◆ Given information ◆
•••
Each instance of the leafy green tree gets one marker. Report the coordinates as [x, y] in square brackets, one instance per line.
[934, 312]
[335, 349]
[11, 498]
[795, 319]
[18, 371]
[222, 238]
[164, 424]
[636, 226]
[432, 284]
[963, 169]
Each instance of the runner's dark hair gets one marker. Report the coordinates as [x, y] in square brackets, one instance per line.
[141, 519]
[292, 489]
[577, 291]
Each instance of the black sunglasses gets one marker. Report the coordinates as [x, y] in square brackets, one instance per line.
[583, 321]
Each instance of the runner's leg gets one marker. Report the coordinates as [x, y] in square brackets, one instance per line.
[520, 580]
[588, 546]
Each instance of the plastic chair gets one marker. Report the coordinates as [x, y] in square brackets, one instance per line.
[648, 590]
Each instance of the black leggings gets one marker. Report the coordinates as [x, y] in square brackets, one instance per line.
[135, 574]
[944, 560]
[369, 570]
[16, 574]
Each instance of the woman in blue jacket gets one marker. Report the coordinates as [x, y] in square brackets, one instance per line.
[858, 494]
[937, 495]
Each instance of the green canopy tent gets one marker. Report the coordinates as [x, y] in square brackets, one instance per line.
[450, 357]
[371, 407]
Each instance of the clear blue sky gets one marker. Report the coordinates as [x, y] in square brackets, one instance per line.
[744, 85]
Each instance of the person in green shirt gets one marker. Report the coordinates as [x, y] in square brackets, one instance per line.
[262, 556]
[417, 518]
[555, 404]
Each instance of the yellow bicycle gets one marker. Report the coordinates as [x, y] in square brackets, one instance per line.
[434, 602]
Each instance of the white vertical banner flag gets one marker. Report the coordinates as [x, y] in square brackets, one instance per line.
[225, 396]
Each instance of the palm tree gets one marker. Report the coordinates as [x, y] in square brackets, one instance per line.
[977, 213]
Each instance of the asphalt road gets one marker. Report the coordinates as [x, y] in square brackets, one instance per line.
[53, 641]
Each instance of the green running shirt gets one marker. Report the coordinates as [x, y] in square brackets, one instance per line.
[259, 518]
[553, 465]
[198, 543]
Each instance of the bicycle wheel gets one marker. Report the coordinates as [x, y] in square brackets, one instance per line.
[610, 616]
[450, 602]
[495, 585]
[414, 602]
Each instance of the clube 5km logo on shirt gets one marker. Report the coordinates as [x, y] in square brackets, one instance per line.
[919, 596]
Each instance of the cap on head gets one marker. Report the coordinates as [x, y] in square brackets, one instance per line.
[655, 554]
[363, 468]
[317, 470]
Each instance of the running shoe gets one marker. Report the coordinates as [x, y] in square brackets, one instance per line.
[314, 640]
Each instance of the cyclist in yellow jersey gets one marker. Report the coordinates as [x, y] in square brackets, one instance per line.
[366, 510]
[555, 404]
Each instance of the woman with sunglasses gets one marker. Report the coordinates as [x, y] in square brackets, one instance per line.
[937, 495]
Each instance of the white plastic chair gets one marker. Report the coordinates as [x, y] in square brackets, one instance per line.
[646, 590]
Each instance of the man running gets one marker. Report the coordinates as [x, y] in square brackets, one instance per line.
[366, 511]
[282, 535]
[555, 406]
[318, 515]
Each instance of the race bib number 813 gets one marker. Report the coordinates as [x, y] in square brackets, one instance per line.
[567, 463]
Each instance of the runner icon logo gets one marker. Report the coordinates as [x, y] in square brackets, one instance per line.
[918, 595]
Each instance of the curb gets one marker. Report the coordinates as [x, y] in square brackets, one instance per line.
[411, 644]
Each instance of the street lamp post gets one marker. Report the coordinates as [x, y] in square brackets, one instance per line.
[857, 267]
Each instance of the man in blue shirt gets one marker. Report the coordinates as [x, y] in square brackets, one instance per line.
•••
◆ What you have to do ◆
Give the entries once more, exactly as they appear.

◆ Task result ◆
Each instance of the leafy green tree gets one marker. Report the coordinates as [x, y] in square brackets, one instance per line.
[934, 312]
[335, 349]
[11, 498]
[795, 319]
[18, 371]
[222, 238]
[164, 424]
[636, 226]
[432, 284]
[963, 169]
Each instance of the runner's dark hair gets one marker. Report the coordinates as [x, y] in square brackets, one instance per line.
[141, 519]
[292, 489]
[577, 291]
Each instance of the black sunglasses gets one marker. Report the coordinates as [x, y] in square brackets, one instance per line.
[583, 321]
Each instance of the runner's leg gets one marker. Report the coordinates as [x, y] in square brackets, one instance per line.
[520, 580]
[588, 546]
Each instance of the plastic chair gets one marker. Report the coordinates as [x, y] in square brackets, one instance per line.
[648, 590]
Each instance of the black leggings gets one marker. Report the coordinates as [x, y] in square brackets, one instance per line.
[135, 574]
[944, 560]
[369, 570]
[16, 574]
Each instance of the woman in blue jacket gets one marker. Report the coordinates as [x, y] in square brackets, one instance per line.
[858, 494]
[937, 495]
Each instance of the green canopy tent gets one marker. Report the coordinates as [x, y] in square brackets, one instance per line.
[450, 357]
[371, 407]
Each instance of the clear blue sky gets one marker. Report the coordinates as [x, y] in square brackets, one instance per line.
[744, 85]
Each instance of the person in green shirt gets one marker. Report the coordinates as [x, y] in square brackets, one instance per line.
[262, 556]
[417, 518]
[555, 404]
Each instance of the yellow bicycle gets one marker. Report the coordinates as [x, y] in square brackets, one instance per line.
[434, 602]
Each instance of the white vertical banner flag gets one marker. Report the coordinates as [x, y] in square brackets, one instance per line.
[225, 396]
Each instance of the palm tree gets one marker. Report the coordinates as [x, y] in square brackets, one instance per line.
[977, 213]
Each instance of the asphalt road gets one marker. Report the coordinates as [x, y] in square brackets, one instance per line.
[53, 641]
Each instance of the green running shirt gets one marker. Report the coordinates as [x, y] in square brackets, one instance per line.
[259, 518]
[553, 465]
[198, 543]
Each instance of the bicycle wheel gets one marker. Report the coordinates as [x, y] in square brackets, one instance per line.
[610, 616]
[450, 602]
[495, 585]
[414, 602]
Each instance of the clube 5km logo on shirt gets one marker. Report the coordinates as [x, y] in square brackets, one instance per line.
[919, 596]
Each instance of the cap on head gets one marker. Report the coordinates as [x, y] in square brackets, one instance per line.
[655, 554]
[363, 468]
[317, 470]
Each instance of the running shoe gets one marker. Report the coordinates as [x, y] in square brackets, one instance per line.
[314, 640]
Each instance of the cyclist in yellow jersey gets one marker. Report the coordinates as [x, y] in square brackets, one instance per line.
[366, 510]
[555, 404]
Each instance of the woman with sunglasses gets one marker. Report the coordinates as [x, y] in square brackets, one instance per line.
[937, 495]
Each instance of the white plastic chair gets one marker. Report the coordinates as [x, y] in square brackets, one instance per line.
[646, 590]
Each instance of the man running gets one marker. Report the coordinates as [x, y] in square brackets, one instance per line.
[366, 511]
[282, 535]
[555, 406]
[318, 515]
Each instance of the race bib number 813 gets one marker. Report the coordinates as [x, y] in square brackets, one instance per line.
[567, 463]
Each instance of the runner icon logo gets one marker. Report the coordinates as [x, y] in square brackets, one instance per line.
[918, 595]
Each instance of the curb gets one marker. Report the coordinates as [x, y] in square brackets, one instance per line.
[411, 644]
Each instance of the street lamp post gets one marker. Report the coordinates as [x, y] in square brackets, one instance per line.
[857, 267]
Each instance of the man in blue shirt gets one marker. Report the coordinates as [x, y] in square brackets, one instance per line.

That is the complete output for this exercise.